● Document section
**********
This has sort of mixed up genres. Sometimes that works and sometimes it doesn't. This one started out (in book 1) as a biological pandemic which then turned out to be a Lex Luther bioterrorism theme but now there's Virtual Reality and computer-controlled everything. This current volume takes it even further into VR and super computers. It's already confusing trying to figure out how their computer programs can do what they say they can, and then you have to understand how the Neanderthal cave paintings fit in (?), and then it just keeps getting weirder. Something is hidden in the human genome and it is supposed to answer the deepest questions of Man's existence. What's that question again? And where in the story, or Lin Shaw's genetic research, was this answered? Not much is answered because the question isn't clear. Most of the themes have been dealt with anyway in Star Trek in far less time and with less confusion.
It's a bit sci-fi. Our hero has hidden his memory in some computer somewhere? He has to find it to save the world.
It's a bit romance. Two women love him. Unless one just shrugs it off, there are only two ways for that to resolve, either one dies, or one has her heart broken. Take your pick.
**********
● Source information
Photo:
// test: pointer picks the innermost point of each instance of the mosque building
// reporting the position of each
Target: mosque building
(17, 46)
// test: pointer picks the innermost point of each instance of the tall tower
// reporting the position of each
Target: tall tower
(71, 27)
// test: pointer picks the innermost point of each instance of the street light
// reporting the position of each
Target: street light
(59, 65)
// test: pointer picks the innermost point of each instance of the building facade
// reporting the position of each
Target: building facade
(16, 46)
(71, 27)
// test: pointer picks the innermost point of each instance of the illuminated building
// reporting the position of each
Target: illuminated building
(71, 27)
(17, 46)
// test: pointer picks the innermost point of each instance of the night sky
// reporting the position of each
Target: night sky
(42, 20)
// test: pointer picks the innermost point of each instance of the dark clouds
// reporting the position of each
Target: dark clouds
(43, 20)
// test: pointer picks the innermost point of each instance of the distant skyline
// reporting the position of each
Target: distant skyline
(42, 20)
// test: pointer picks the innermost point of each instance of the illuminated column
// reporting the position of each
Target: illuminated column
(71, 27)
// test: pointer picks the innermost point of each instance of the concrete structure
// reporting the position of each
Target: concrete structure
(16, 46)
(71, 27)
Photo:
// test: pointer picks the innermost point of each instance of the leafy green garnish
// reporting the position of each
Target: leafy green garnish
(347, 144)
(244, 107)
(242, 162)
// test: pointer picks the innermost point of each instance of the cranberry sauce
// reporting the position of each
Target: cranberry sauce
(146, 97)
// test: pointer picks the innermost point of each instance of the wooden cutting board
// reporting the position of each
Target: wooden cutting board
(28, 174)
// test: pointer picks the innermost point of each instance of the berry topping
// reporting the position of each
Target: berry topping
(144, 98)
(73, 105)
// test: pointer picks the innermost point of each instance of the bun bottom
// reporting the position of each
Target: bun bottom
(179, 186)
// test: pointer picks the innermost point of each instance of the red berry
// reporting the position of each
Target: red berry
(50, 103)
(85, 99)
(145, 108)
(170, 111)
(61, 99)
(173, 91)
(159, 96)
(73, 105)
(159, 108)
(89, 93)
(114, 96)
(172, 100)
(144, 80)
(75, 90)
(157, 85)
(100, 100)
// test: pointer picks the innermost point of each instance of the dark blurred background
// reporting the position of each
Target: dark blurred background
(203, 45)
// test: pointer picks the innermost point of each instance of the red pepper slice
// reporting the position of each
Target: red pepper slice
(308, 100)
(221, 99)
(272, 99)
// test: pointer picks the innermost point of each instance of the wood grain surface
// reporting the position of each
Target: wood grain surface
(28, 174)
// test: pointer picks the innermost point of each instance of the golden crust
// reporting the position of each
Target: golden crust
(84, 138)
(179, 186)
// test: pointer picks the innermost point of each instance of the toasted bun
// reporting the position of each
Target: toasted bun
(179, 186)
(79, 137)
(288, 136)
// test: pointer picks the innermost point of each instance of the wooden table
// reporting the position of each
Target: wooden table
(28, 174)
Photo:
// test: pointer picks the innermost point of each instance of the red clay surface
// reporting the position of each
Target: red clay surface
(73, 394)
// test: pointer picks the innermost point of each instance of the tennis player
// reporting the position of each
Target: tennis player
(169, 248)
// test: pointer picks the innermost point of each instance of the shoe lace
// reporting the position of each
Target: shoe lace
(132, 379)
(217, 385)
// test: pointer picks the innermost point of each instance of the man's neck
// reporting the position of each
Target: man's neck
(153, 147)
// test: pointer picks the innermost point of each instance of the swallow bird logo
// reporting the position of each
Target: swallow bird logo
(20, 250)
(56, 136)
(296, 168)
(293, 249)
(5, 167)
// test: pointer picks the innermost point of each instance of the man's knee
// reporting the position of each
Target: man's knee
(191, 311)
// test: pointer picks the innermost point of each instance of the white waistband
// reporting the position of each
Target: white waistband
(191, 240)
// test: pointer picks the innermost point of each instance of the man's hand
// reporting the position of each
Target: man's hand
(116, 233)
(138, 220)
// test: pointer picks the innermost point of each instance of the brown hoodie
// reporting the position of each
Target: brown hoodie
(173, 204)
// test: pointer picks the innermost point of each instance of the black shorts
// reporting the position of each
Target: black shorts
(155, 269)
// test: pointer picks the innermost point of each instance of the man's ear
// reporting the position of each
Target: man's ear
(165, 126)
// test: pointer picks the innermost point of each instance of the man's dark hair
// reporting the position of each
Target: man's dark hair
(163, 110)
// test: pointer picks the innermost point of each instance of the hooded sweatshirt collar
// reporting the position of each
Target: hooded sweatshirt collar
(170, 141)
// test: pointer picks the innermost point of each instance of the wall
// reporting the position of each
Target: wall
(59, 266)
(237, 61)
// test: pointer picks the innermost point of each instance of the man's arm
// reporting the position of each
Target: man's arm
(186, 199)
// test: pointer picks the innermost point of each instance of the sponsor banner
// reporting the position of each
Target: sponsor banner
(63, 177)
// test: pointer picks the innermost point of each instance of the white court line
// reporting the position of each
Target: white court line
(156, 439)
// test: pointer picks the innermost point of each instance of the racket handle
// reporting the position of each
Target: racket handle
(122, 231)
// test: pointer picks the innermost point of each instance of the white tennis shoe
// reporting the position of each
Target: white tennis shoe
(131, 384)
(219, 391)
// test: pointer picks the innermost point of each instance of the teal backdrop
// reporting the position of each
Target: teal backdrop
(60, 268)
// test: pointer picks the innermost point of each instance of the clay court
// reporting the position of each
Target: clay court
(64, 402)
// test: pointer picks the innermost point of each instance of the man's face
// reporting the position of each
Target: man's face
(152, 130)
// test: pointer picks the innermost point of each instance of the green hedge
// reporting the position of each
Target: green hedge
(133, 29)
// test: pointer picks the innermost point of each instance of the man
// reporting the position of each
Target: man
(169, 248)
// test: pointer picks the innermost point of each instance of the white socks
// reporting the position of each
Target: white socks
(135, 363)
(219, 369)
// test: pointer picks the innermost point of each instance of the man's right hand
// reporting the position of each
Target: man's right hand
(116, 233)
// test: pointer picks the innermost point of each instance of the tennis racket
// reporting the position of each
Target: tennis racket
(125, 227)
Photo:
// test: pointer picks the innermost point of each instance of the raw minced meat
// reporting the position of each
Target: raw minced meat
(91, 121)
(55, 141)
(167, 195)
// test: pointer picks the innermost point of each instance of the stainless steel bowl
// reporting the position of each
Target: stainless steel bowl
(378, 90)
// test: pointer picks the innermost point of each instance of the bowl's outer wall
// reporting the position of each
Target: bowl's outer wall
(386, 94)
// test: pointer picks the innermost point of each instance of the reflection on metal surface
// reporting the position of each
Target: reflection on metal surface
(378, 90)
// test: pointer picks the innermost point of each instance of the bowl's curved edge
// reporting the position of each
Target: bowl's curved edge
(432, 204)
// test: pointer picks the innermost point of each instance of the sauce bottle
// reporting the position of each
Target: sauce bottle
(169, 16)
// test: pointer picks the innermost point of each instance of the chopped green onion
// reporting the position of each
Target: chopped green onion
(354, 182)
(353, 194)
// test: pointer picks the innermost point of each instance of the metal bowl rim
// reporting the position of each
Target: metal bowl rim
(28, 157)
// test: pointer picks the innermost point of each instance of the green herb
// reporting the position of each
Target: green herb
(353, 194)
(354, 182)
**********
● Brief 1
Decide whether each statement below agrees with the book review. (a) The series began in book 1 as a biological pandemic. (b) The review finds the question hidden in the human genome clearly stated. (c) Three women love the hero.
● Brief 2
Retype the part of the book review starting at "It's a bit sci-fi." and ending at "Take your pick.".

● Exercise answer 1
(a) Yes: "This one started out (in book 1) as a biological pandemic"
(b) No: "Not much is answered because the question isn't clear."
(c) No: "Two women love him."

● Exercise answer 2
It's a bit sci-fi. Our hero has hidden his memory in some computer somewhere? He has to find it to save the world.
It's a bit romance. Two women love him. Unless one just shrugs it off, there are only two ways for that to resolve, either one dies, or one has her heart broken. Take your pick.